> _PROBLEM DETAILS_
Search the listing below, and show each line that includes the word "clock".

> _AVAILABLE DATA_

===============

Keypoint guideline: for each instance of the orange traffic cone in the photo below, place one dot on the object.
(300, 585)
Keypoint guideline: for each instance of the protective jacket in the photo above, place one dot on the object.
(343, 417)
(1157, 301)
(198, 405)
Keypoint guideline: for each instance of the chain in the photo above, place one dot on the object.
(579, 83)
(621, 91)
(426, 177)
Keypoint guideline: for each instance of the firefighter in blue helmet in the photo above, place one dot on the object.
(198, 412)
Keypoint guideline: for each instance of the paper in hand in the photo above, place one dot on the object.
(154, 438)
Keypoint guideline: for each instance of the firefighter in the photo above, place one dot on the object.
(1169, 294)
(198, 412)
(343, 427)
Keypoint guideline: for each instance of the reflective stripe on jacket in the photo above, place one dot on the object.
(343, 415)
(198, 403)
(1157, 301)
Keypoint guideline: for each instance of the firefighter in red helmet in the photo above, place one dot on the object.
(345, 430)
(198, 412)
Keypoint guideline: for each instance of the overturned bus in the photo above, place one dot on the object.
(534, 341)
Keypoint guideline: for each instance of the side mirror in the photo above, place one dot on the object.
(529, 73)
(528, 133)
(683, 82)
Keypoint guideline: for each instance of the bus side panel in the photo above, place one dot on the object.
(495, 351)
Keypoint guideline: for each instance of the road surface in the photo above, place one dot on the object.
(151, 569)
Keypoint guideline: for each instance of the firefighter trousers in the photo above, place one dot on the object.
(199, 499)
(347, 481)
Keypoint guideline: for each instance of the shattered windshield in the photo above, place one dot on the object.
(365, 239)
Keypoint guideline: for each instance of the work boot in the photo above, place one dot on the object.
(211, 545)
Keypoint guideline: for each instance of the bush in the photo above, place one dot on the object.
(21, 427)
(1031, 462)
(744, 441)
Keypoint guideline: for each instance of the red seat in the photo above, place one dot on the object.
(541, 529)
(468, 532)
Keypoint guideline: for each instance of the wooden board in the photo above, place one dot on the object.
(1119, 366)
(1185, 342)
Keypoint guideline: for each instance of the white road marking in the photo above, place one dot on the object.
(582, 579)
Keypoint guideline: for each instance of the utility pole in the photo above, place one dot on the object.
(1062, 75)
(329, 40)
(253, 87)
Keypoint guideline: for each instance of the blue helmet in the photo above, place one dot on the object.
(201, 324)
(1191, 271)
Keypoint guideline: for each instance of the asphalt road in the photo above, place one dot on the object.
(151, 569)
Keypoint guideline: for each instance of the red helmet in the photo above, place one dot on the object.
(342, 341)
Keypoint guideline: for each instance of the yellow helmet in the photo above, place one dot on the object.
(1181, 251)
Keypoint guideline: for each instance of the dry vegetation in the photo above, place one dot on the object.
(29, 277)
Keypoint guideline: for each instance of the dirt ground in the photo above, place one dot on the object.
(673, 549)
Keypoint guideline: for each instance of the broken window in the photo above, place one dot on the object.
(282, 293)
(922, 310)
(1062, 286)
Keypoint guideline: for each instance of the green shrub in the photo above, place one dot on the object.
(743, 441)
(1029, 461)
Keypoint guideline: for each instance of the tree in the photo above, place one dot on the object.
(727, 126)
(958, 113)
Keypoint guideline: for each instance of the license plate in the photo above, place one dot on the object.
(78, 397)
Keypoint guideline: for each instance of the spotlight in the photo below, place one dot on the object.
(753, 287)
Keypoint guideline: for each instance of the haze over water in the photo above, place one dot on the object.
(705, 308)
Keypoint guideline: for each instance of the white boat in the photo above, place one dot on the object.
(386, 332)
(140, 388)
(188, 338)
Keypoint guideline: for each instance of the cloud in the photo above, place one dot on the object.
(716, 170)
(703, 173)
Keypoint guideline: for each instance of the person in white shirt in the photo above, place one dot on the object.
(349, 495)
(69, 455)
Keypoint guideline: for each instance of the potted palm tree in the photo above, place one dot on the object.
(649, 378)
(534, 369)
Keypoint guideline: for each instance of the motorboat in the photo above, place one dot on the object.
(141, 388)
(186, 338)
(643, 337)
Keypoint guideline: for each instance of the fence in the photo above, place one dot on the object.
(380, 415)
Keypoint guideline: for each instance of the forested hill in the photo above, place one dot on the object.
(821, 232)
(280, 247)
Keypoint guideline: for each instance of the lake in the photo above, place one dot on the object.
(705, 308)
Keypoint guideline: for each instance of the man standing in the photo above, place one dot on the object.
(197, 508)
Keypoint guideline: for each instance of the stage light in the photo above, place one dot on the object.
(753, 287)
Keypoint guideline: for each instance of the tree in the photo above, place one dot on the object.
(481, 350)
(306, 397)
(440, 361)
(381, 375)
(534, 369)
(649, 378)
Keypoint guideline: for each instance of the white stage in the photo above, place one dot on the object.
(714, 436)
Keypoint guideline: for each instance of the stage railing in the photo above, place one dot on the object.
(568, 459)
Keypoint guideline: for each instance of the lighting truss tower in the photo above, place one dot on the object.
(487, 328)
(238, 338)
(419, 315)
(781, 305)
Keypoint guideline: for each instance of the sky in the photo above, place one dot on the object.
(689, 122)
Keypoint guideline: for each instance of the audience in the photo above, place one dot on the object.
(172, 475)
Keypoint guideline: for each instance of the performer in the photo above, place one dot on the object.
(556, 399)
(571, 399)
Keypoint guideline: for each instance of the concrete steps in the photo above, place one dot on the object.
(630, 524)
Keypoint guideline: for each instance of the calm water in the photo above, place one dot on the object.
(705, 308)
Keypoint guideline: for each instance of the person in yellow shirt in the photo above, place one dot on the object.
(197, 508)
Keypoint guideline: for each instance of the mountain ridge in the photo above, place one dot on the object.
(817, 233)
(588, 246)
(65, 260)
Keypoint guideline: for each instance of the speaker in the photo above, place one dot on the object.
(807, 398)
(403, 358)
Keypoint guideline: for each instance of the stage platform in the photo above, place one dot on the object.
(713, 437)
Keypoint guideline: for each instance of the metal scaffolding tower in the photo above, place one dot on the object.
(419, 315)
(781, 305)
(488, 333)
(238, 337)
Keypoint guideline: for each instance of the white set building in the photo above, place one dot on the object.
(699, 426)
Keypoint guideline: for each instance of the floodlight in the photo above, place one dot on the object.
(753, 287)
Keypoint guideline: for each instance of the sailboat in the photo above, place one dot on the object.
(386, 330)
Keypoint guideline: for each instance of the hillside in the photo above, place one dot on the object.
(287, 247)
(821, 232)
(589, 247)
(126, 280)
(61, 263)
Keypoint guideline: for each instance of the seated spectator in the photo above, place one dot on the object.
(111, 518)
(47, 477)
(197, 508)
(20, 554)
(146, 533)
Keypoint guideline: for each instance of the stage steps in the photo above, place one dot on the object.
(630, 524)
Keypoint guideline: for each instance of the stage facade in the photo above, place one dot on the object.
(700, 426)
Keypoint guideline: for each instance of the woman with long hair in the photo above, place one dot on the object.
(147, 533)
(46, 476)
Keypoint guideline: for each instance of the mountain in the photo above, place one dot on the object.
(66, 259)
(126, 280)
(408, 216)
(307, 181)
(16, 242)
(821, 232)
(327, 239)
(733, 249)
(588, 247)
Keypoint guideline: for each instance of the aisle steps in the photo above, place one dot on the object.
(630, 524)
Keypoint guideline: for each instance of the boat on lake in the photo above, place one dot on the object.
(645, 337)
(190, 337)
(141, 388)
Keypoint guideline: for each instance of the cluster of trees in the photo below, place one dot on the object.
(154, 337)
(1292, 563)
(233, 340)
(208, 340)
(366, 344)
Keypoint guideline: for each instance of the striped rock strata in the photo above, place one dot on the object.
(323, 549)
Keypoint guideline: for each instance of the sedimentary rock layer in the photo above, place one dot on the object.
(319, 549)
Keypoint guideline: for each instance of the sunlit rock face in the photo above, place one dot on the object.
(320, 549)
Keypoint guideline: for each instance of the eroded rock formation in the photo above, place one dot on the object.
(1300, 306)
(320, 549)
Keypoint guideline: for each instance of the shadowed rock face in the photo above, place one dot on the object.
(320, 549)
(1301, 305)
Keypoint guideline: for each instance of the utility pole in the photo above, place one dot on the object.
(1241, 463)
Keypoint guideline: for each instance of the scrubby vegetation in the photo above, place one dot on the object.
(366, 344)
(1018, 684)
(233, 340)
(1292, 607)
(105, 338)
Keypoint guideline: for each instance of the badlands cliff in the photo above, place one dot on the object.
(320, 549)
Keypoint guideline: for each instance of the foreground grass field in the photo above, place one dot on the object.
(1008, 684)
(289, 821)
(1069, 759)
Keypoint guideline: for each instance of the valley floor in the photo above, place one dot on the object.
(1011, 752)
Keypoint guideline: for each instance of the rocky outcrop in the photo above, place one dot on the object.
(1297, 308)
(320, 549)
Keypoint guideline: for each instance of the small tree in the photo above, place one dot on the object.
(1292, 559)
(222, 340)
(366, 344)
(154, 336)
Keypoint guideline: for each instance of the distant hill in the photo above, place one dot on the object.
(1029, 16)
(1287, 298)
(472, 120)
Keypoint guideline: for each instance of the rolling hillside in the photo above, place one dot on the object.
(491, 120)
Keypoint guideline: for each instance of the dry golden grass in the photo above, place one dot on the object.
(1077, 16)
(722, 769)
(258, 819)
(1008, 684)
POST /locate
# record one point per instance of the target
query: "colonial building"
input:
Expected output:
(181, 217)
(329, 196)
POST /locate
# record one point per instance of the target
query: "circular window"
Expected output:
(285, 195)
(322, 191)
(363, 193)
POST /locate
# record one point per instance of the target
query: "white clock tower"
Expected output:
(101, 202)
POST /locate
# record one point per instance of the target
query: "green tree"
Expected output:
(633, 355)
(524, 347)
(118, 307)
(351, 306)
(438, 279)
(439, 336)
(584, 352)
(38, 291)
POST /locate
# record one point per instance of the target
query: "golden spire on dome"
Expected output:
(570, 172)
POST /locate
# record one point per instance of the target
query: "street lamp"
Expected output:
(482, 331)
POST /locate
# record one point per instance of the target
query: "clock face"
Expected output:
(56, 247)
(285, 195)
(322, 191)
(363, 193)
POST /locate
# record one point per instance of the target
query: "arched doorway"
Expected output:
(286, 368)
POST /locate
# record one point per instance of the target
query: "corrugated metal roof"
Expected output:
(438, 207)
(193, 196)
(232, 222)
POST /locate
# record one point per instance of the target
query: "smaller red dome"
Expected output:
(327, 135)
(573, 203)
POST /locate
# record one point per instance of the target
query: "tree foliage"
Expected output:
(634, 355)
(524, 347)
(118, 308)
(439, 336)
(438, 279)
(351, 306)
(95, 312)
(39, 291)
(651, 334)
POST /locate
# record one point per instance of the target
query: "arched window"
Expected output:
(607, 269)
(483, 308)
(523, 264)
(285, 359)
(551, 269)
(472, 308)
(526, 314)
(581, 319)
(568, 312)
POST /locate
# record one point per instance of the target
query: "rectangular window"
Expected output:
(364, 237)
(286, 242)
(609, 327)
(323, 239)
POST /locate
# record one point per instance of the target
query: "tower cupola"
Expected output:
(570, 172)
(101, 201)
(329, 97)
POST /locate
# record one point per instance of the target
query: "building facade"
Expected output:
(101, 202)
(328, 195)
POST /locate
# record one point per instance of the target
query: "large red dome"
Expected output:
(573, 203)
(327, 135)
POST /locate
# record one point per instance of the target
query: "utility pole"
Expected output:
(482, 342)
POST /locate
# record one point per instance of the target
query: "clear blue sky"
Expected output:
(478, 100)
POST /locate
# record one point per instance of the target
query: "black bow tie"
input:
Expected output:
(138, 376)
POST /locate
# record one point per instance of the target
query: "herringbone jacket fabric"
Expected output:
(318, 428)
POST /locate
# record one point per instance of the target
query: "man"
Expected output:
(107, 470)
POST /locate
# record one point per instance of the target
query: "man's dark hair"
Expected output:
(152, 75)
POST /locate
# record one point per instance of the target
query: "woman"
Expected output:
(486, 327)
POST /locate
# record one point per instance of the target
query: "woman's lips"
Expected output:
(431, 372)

===============

> _SOLUTION TO THIS PROBLEM_
query: "white clock tower"
query: "clock face"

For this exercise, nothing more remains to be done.